ОТРЫВОК:
________________
Но и у последователей академизма были блестящие мастера, и особое внимание Серова вызвали виртуозные по технике рисунки Доминика Энгра. Вот школа, вот подлинное совершенство – не уставал восхищаться, рассматривая их, Серов.
Наконец перешли в ту часть дворца, где размещались картины и скульптуры, представлявшие искусство России. Жаль, конечно, размышлял Серов, что не удостоились медалей Поленов с его полотнами евангельского цикла «Среди учителей» и «Христос на Генисаретском озере», Виктор Васнецов с «Аленушкой» и «Гамаюном – птицей вещей», но Репин, избранный членом международного жюри, уже объяснял в печати, что эти художники не прошли в конкурсе на золотые медали и он сам попросил жюри не рассматривать их на серебряные награды, считая присуждение таких медалей ниже заслуг авторов.
Отечественная экспозиция, по мнению Серова, могла быть более выигрышной и разнообразной, если б сюда привезли полотна из собрания Третьяковской галереи – Левитана, Нестерова. Но несколько лет назад отправленные на зарубежную выставку картины из Третьяковки были попорчены в дороге, и после этого Московская городская дума приняла решение не посылать «третьяковские» картины за границу.
А вот и его полотна – «Великий князь Павел Александрович», Верушка Мамонтова с персиками, «Женский портрет», для которого позировала томно-меланхоличная госпожа Боткина. Самому Серову больше нравились портреты Верушки и Боткиной. Трудно было не согласиться с мнением Александра Бенуа, опубликовавшего в «Мире искусства» свои «Письма со Всемирной выставки» и особо выделившего мастерство в портрете Боткиной. Так почему выбор членов жюри пал на портрет «Великого князя»? Неужели лишь потому, что на волне франко-русского сближения жюри посчитало, что надо и в живописи отметить этот политически важный шаг?
________________
Выведите без изменений фрагмент отрывка о Серове на Всемирной выставке, начиная со слов «Наконец перешли в» и заканчивая словами «ниже заслуг авторов.». Приведенные записи взяты из другого источника.
________________
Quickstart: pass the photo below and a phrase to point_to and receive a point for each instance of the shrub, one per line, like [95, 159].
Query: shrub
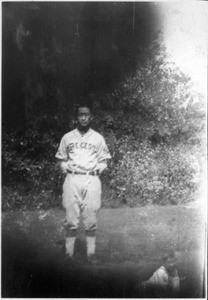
[156, 175]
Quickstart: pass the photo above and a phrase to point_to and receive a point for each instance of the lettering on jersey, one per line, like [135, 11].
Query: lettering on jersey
[73, 146]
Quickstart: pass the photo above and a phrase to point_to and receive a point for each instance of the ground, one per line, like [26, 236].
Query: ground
[130, 242]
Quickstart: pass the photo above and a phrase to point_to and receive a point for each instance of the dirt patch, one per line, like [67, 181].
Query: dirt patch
[130, 242]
________________
ОТВЕТ:
Наконец перешли в ту часть дворца, где размещались картины и скульптуры, представлявшие искусство России. Жаль, конечно, размышлял Серов, что не удостоились медалей Поленов с его полотнами евангельского цикла «Среди учителей» и «Христос на Генисаретском озере», Виктор Васнецов с «Аленушкой» и «Гамаюном – птицей вещей», но Репин, избранный членом международного жюри, уже объяснял в печати, что эти художники не прошли в конкурсе на золотые медали и он сам попросил жюри не рассматривать их на серебряные награды, считая присуждение таких медалей ниже заслуг авторов.